=== SELECTED PASSAGE ===
From the abstract of the paper "Stunting rates in infants and toddlers born in metropolitan Quetzaltenango, Guatemala," (Nutrition, April 2013) by Reurings el al.:
Guatemala has the highest prevalence of stunting (54% of children under age 5 years) in the Americas and the fifth highest in the world. The aim of this study was to describe the stunting prevalence and the association with early feeding practices, morbidity patterns, and socioeconomic status (SES) in a sample of infants and toddlers from urban Quetzaltenango.
We recruited 299 children (149 boys), ages 6–23 mo from two public health clinics in metropolitan Quetzaltenango. Data on SES, early feeding practices, and morbidity were collected by means of a single face-to-face interview. Recumbent spine length was measured according to standardized procedures and height-for-age (HAZ) z-scores were calculated. HAZ <−2 SD of the World Health Organization's 2006 Growth Standards was considered stunting. Multiple logistic regression analysis was used to examine determinants of stunting.

=== COMPLETE THE FOLLOWING ===
(1) According to the stunting abstract, what share of Guatemalan children under age 5 years are stunted?
(2) Extend the abstract on stunting in Quetzaltenango, picking up after its final sentence.

=== ENTRIES PROVIDED ===
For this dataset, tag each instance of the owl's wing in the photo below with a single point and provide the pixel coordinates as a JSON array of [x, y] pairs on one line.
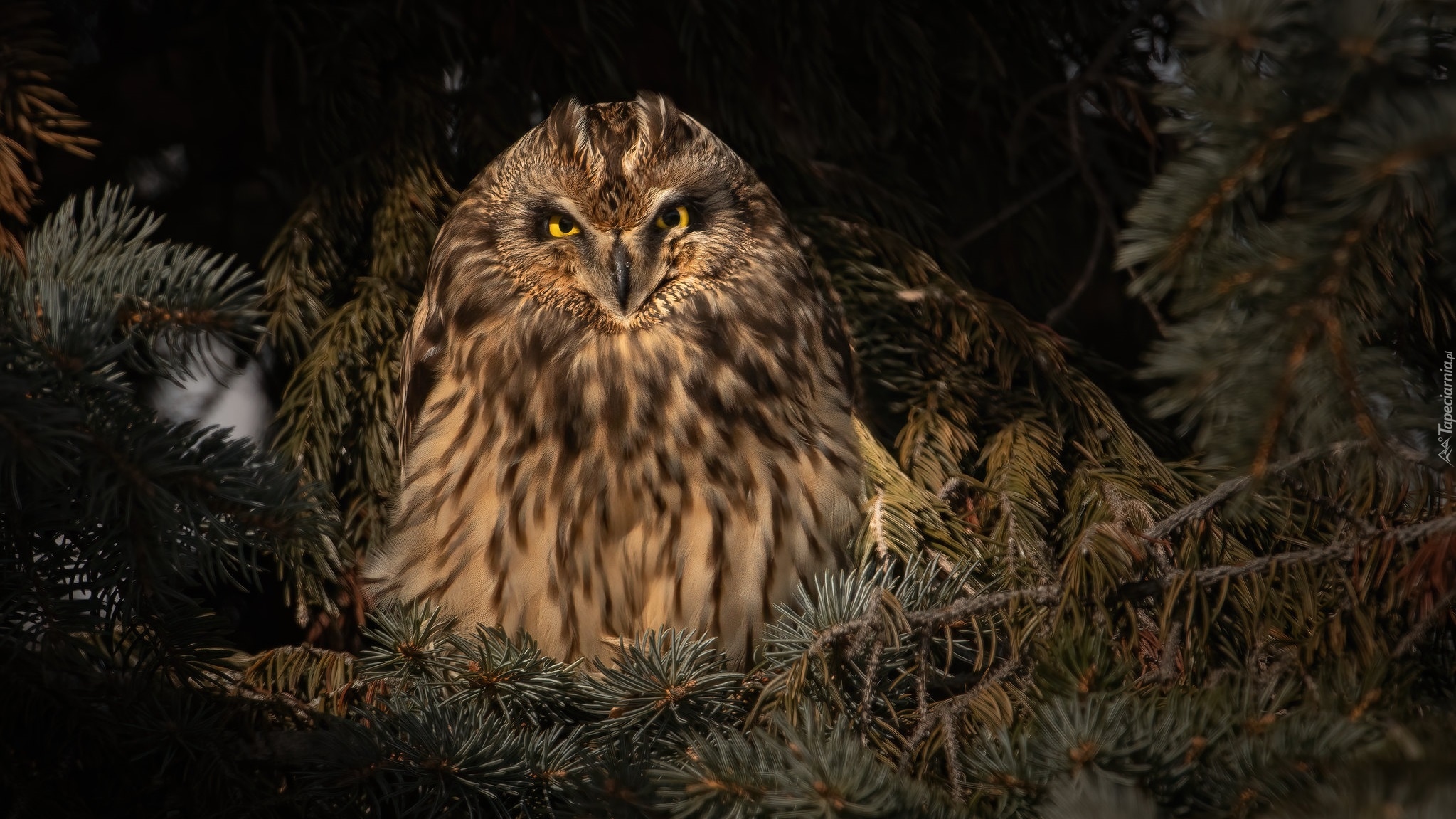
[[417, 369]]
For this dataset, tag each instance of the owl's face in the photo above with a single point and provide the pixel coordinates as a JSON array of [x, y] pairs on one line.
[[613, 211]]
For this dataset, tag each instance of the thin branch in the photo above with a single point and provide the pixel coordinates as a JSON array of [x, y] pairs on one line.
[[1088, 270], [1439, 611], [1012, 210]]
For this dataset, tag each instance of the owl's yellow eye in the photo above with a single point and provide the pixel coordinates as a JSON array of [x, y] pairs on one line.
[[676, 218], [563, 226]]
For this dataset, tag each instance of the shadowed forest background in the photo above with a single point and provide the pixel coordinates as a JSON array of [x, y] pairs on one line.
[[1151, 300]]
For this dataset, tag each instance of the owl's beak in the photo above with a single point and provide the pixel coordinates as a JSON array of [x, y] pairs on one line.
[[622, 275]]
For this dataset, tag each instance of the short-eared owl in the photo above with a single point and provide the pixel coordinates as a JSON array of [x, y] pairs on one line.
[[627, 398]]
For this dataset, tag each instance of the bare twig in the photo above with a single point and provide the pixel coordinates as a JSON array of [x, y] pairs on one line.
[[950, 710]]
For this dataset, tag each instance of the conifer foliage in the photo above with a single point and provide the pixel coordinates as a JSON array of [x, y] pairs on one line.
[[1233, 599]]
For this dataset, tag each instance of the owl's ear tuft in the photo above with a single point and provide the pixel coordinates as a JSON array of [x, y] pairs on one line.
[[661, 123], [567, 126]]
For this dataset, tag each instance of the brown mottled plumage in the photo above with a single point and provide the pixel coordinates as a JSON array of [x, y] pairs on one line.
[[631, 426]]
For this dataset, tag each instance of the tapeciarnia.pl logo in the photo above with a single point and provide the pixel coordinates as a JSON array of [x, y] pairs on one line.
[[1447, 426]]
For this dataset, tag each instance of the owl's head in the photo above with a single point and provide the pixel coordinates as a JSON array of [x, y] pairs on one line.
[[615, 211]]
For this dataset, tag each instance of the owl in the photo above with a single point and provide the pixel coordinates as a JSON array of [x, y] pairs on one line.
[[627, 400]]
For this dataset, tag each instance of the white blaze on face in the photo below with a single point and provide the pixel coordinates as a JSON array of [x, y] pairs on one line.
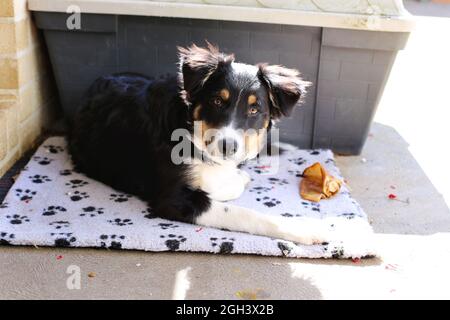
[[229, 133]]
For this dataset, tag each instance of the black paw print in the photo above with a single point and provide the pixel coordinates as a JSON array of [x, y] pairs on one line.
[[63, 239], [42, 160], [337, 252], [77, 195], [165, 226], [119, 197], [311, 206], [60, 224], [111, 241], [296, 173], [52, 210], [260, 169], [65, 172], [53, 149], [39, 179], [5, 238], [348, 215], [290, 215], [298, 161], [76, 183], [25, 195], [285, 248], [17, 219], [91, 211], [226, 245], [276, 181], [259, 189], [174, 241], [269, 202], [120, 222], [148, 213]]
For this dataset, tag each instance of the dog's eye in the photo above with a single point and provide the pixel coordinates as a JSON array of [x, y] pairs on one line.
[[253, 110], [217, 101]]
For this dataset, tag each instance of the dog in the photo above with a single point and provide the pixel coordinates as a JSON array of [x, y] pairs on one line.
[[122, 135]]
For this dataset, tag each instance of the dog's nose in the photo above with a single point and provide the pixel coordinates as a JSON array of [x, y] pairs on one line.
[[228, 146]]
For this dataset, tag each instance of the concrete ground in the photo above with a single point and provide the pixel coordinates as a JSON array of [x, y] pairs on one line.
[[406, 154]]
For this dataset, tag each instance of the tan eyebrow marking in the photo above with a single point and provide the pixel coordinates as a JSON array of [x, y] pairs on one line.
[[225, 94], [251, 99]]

=== ANSWERS TO THE EXERCISE ===
(1) 54%

(2)
The overall mean HAZ z-score was −1.89 ± 1.11 and 135 (45%) children were stunted. The results of the crude odds ratios showed that place of interview (suburban), being male, being ages 13–18 mo, being born at home, having a mother with a low level of education, being of Mayan (indigenous) ethnicity, having a mother with short stature, and having ever received iron supplementation were strongly and significantly (P < 0.05) associated with stunting. None of the other variables, such as supplement use and morbidity rates, contributed to the predictive model. We did not observe an association between early feeding practices or morbidity and stunting.
The stunting prevalence exceeds the cut-off of 40% stunting, indicating a community with a high level of malnutrition.